» **Problem statement**:
Pick out every line below that contains the word "white" and copy each of those lines in full.

» **Given entries**:
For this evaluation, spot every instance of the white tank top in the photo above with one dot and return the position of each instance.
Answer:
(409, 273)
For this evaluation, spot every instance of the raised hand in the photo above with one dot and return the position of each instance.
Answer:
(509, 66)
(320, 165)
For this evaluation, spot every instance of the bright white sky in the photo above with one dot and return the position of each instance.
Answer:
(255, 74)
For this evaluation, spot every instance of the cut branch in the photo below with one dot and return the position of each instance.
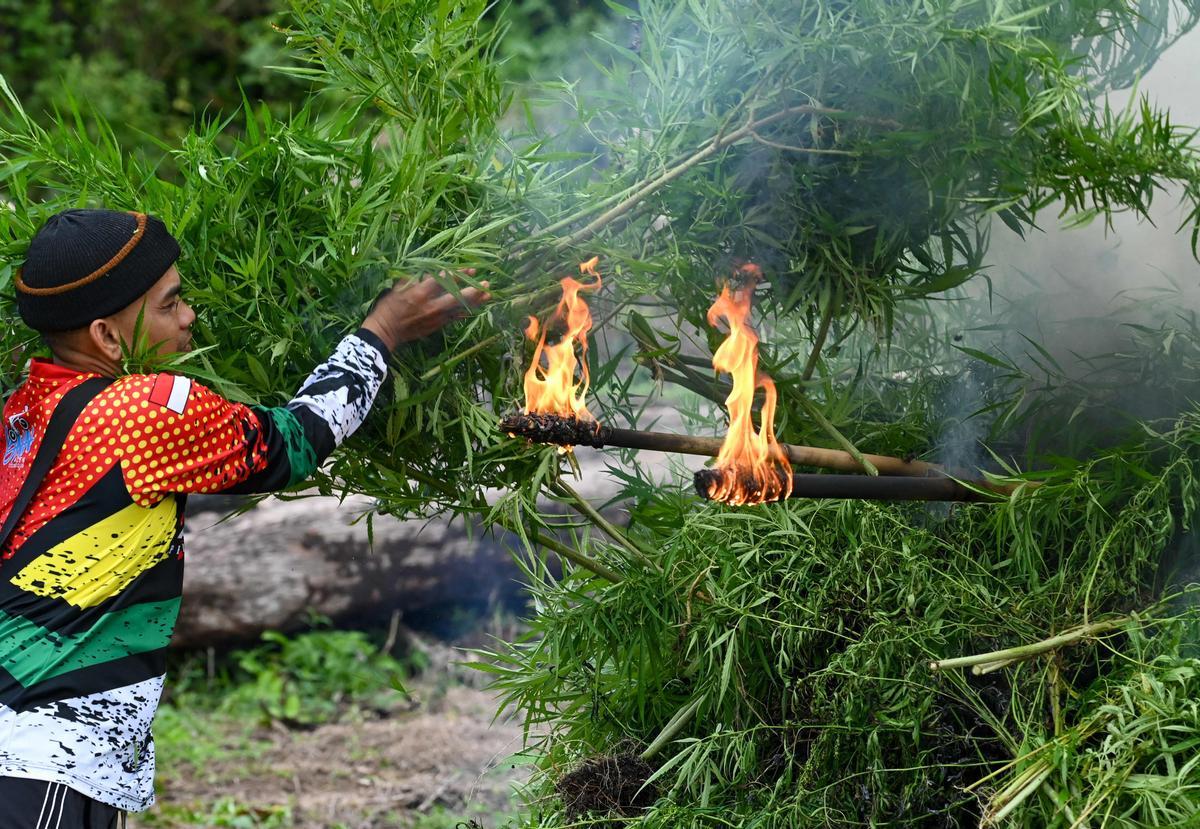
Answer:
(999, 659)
...
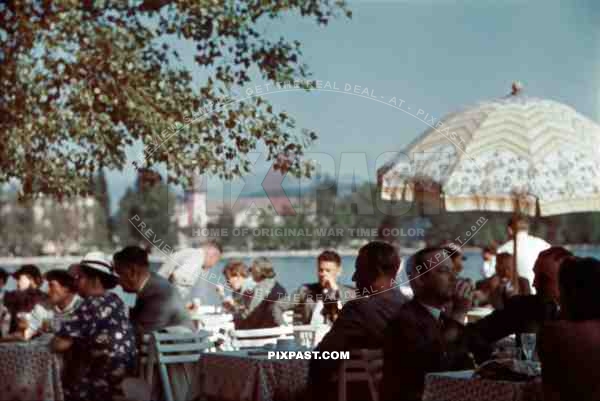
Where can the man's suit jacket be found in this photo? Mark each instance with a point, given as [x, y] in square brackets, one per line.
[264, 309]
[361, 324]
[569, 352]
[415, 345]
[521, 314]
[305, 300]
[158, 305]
---
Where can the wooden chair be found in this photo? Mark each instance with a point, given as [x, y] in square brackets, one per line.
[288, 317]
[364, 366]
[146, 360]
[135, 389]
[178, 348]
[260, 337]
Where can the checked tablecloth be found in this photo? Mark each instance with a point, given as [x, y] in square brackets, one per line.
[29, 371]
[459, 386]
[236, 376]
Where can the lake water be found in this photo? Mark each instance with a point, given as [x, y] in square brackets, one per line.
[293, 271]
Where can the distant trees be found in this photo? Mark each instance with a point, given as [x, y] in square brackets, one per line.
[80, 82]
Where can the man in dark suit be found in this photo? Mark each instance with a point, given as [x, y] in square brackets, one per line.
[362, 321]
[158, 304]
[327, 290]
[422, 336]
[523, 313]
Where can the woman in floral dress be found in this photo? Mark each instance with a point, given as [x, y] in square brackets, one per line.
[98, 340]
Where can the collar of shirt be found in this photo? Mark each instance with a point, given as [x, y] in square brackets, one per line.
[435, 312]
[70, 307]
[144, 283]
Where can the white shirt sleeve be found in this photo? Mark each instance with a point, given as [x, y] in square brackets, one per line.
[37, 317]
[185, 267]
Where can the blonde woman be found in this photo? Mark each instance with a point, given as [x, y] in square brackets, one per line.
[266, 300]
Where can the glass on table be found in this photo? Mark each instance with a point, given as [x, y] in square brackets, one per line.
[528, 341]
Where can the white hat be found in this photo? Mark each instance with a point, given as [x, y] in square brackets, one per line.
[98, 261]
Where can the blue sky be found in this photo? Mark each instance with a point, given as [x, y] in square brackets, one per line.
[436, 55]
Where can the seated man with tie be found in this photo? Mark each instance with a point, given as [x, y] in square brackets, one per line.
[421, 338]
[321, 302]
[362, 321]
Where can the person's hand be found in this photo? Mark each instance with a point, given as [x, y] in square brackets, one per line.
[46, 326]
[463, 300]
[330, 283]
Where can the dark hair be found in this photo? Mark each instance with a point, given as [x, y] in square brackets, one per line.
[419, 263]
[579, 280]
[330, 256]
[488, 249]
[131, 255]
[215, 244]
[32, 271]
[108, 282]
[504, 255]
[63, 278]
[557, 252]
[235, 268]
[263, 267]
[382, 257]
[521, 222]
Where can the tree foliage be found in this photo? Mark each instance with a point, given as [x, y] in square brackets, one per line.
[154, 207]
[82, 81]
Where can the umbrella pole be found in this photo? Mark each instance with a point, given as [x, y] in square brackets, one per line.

» **Solution to this task**:
For this evaluation, spot every instance of the white tank top in the photo above with one dot and return the position of each instance.
For this evaluation, spot every instance of the bright white sky in the photo above with one dot and return the position of each instance.
Where can the white shirt sleeve be found in this photo? Mark each instance with a point, given as [x, y] in square brackets, one per line.
Where can the white hat be found in this photo? Mark each instance with a point, given as [x, y] in square brackets, one per line.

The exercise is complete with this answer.